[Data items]

>>>

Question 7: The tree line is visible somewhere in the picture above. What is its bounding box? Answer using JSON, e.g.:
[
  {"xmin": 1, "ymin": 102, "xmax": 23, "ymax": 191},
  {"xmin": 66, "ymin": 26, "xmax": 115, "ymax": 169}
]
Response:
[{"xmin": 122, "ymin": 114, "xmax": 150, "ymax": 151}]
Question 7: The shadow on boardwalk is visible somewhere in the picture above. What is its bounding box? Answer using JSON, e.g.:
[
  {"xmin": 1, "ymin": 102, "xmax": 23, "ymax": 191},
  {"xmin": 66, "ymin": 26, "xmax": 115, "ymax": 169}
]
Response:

<<<

WHAT THE TASK REQUIRES >> Render every line of the data items above as a JSON array of strings, one string per line, with blank lines omitted.

FINAL ANSWER >>
[
  "Question 7: The tree line is visible somewhere in the picture above. What is its bounding box? Answer using JSON, e.g.:",
  "[",
  "  {\"xmin\": 1, \"ymin\": 102, \"xmax\": 23, \"ymax\": 191},",
  "  {\"xmin\": 66, \"ymin\": 26, \"xmax\": 115, \"ymax\": 169}",
  "]",
  "Response:",
  "[{\"xmin\": 122, \"ymin\": 114, \"xmax\": 150, \"ymax\": 151}]",
  "Question 7: The shadow on boardwalk is visible somewhere in the picture above. What is its bounding box? Answer using JSON, e.g.:",
  "[",
  "  {\"xmin\": 1, \"ymin\": 102, \"xmax\": 23, \"ymax\": 191},",
  "  {\"xmin\": 66, \"ymin\": 26, \"xmax\": 115, \"ymax\": 169}",
  "]",
  "Response:"
]